— Problem description —
Write out each line word for word. Drop pictures.

— Rows —

◆ ◆ ◆ ◆

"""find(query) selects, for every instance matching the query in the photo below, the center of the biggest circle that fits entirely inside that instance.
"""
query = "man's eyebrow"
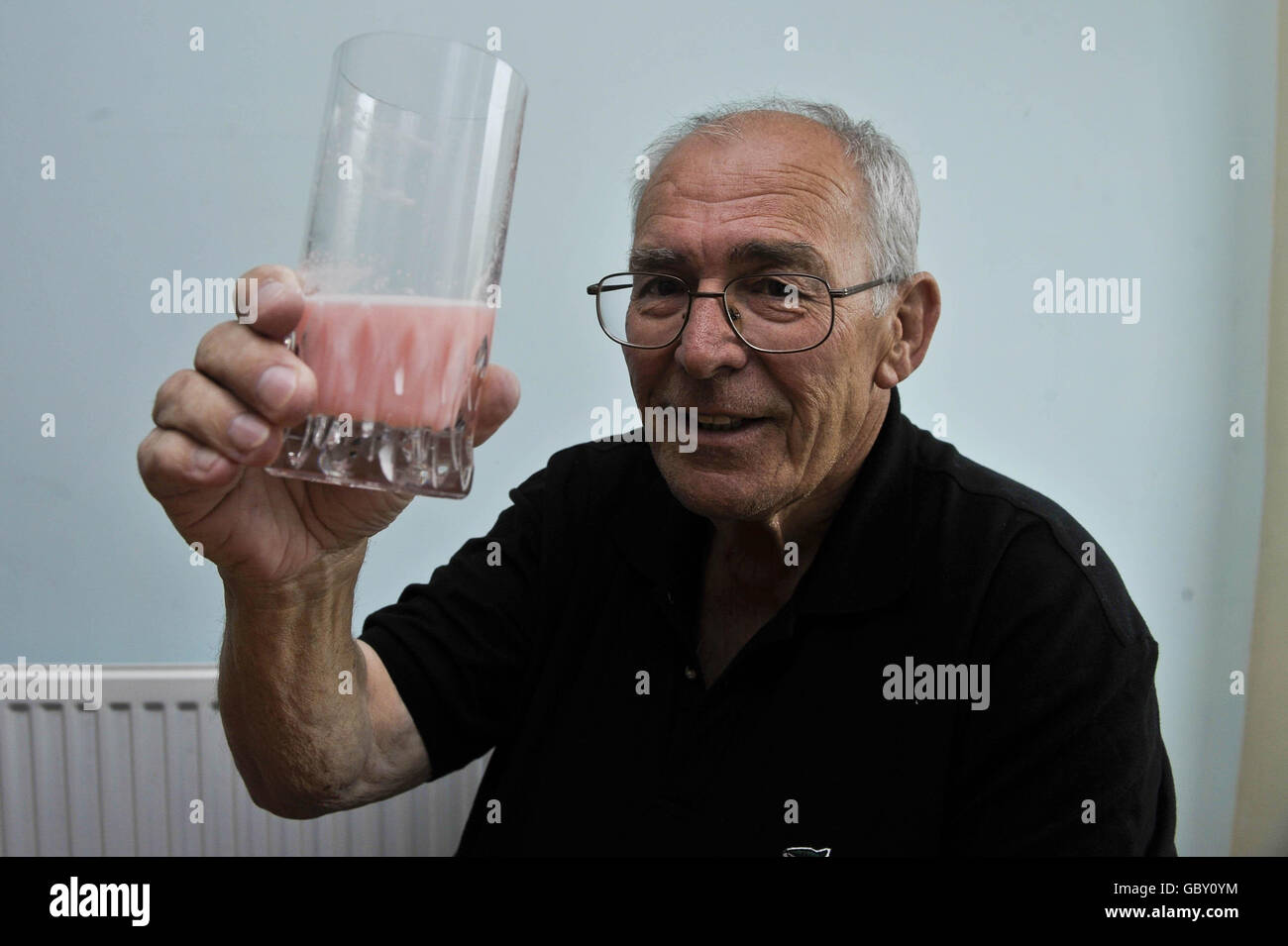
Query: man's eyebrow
(657, 258)
(802, 258)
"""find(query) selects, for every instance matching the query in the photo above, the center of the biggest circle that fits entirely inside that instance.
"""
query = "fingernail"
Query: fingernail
(204, 459)
(248, 431)
(275, 385)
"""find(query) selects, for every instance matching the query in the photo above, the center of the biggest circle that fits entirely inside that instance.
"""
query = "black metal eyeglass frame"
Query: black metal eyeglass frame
(730, 317)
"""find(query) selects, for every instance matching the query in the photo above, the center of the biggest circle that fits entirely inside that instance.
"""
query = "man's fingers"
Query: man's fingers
(278, 301)
(498, 399)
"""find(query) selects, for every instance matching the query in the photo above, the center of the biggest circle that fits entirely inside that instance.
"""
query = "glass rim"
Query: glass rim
(353, 42)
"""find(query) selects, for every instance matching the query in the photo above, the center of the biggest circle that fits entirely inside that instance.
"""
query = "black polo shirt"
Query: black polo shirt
(836, 727)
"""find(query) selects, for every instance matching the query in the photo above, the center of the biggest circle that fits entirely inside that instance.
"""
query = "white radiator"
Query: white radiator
(121, 781)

◆ ◆ ◆ ◆

— Problem solution —
"""find(query) selects, for every instance matching the query in the photo below, the center of the biggest circle that fits entirely inside that instance.
"""
query = "man's eyebrow"
Query: man's eyebrow
(657, 258)
(802, 258)
"""find(query) selects, for every instance matching the query in the photo above, the center of the biggest circle that fits entirely inside that instance.
"""
query = "fingernail"
Query: fingernail
(204, 459)
(248, 431)
(275, 385)
"""find(query) selects, for every instance matching the query in the photo above, the center of the biggest circle that fits entirely inside that instance.
"""
query = "black metal eyeglass frame"
Query: black metal eyeglass frame
(730, 317)
"""find(query) selects, for every instance matching the query in the photo above, the center of the biggest circle that fits entirely inside that instance.
"""
query = "man's fingers"
Query: man's fingers
(278, 301)
(498, 399)
"""find(query) selects, for every instance matching the query in the photo above, the center of the biggest circle that fits entirely inside that instance.
"""
query = "glass rim"
Query: glass rim
(353, 42)
"""find(query) selects, for every instance matching the query in the photo above, the center of the biggest circle that fits entirely inside that instance.
"""
query = "black polo shirt"
Query: black polo shirt
(836, 727)
"""find(query) selects, for every instance matching the query in the photo above, the center of the biggest circle that fits entirely inside that instance.
"""
query = "white radiator"
Query: white radiator
(121, 781)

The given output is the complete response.